(Rows taken from a pointing dataset)
--- Start ---
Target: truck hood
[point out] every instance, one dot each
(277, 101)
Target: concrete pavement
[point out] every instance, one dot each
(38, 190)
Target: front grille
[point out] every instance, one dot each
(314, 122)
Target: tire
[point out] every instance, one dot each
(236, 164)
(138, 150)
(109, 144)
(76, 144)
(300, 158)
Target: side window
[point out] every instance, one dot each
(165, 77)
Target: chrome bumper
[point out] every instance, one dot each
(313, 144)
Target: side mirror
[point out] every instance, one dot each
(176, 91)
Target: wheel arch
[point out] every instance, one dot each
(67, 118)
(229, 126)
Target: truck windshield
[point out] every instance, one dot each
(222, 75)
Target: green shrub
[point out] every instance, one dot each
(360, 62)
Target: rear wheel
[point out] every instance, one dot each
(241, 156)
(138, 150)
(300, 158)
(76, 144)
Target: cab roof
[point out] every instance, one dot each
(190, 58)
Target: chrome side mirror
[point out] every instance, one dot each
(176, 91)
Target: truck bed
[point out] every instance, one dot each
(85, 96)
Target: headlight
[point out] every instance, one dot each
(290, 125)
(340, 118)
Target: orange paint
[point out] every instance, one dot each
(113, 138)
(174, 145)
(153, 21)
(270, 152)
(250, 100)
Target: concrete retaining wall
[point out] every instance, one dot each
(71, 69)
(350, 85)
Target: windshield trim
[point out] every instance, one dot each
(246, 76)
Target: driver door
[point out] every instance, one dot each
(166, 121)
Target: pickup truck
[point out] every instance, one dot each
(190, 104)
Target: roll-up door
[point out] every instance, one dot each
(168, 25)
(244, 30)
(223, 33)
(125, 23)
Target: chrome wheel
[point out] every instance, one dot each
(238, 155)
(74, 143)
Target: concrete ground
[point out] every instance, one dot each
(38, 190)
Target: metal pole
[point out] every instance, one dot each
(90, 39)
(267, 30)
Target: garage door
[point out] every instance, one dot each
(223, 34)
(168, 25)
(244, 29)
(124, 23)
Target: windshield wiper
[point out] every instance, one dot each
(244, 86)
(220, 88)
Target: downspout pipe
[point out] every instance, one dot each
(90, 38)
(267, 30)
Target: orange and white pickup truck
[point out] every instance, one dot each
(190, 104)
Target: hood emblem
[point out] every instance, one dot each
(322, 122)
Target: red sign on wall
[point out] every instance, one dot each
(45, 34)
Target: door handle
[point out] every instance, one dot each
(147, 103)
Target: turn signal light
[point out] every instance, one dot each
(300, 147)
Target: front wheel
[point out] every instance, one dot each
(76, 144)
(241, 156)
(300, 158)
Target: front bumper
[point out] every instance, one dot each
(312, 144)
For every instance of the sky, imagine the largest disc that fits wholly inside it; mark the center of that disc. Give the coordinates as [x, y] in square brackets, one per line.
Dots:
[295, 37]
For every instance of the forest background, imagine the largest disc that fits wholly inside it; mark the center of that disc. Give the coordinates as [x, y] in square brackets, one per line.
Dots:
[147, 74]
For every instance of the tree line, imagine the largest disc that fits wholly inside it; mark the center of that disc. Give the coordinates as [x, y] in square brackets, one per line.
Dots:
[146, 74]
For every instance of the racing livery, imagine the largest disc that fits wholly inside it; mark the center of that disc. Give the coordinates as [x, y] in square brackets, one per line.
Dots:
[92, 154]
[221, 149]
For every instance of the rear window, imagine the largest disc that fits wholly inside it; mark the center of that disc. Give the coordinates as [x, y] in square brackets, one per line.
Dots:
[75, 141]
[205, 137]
--- End ---
» Aim of the exercise
Can you reproduce all of the records above, every line word for word with nothing changed?

» Answer below
Target: truck hood
[point out] every instance, one dot each
(277, 101)
Target: concrete pavement
[point out] every instance, one dot each
(38, 190)
Target: front grille
[point out] every instance, one dot each
(314, 122)
Target: tire
[point out] every instance, one dot each
(236, 164)
(138, 150)
(109, 144)
(76, 144)
(300, 158)
Target: side window
[point out] every instance, one dot each
(165, 77)
Target: chrome bumper
[point out] every instance, one dot each
(313, 144)
Target: side mirror
[point out] every instance, one dot each
(176, 91)
Target: wheel arch
[point out] every instance, one dot each
(67, 118)
(229, 126)
Target: truck windshield
[point out] every instance, one dot each
(222, 75)
Target: green shrub
[point out] every instance, one dot each
(360, 62)
Target: rear wheel
[point out] every instance, one dot each
(241, 156)
(138, 150)
(300, 158)
(76, 144)
Target: cab roof
[point out] every instance, one dot each
(190, 58)
Target: chrome side mirror
[point out] every instance, one dot each
(176, 91)
Target: truck bed
[point out] every instance, one dot each
(85, 96)
Target: headlight
[point out] every instance, one dot each
(290, 125)
(340, 118)
Target: orange paint
[point out] every instance, one dot each
(113, 138)
(174, 145)
(153, 21)
(270, 152)
(250, 100)
Target: concrete retaining wall
[point out] every instance, one dot each
(71, 69)
(350, 85)
Target: windshield trim
[point out] every instance, one dot each
(246, 76)
Target: driver door
[point out] every instance, one dot each
(166, 121)
Target: pickup truck
[point out] every instance, one dot each
(190, 104)
Target: roll-up door
[point out] every instance, one dot each
(168, 25)
(244, 30)
(223, 33)
(125, 23)
Target: chrome wheel
[point out] every instance, one dot each
(238, 155)
(74, 143)
Target: concrete ground
[point out] every instance, one dot each
(38, 190)
Target: metal pole
[point out] every instance, one dot each
(90, 39)
(267, 30)
Target: garage door
[point out] every instance, one dot each
(223, 34)
(168, 25)
(244, 29)
(124, 23)
Target: windshield wiper
[point out] every instance, one dot each
(244, 86)
(220, 88)
Target: downspout pipe
[point out] every instance, one dot each
(90, 38)
(267, 30)
Target: orange and white pickup truck
[point out] every instance, one dot each
(190, 104)
Target: hood emblem
[point out] every instance, one dot each
(322, 122)
Target: red sign on wall
[point out] every instance, one dot each
(45, 34)
Target: door handle
[point out] every instance, one dot each
(147, 103)
Target: turn signal light
[point out] every instance, one dot each
(300, 147)
Target: front wheel
[point out] every instance, one dot each
(76, 144)
(241, 156)
(300, 158)
Target: front bumper
[point out] every instance, one dot each
(312, 144)
For every instance of the sky, imagine the largest disc that fits wholly inside it; mark the center of that disc. Give the coordinates as [x, y] in square brackets, one per line.
Dots:
[295, 37]
For every instance of the forest background, imagine the largest disc that fits wholly inside it; mark the center of that disc. Give the coordinates as [x, y] in square brackets, one per line.
Dots:
[147, 74]
For every instance of the tree line, imagine the largest disc that fits wholly inside it; mark the center of that disc. Give the coordinates as [x, y] in square brackets, one per line.
Dots:
[146, 74]
For every instance of the racing livery, imagine the largest disc that fits wholly inside it; mark the center of that disc. Give the coordinates as [x, y] in square brackets, one per line.
Dots:
[92, 154]
[221, 149]
For every instance of the rear window, imagine the largest disc that fits wholly inside it; mark the center of that disc. Give the coordinates as [x, y] in square brackets, one per line.
Dots:
[75, 141]
[205, 137]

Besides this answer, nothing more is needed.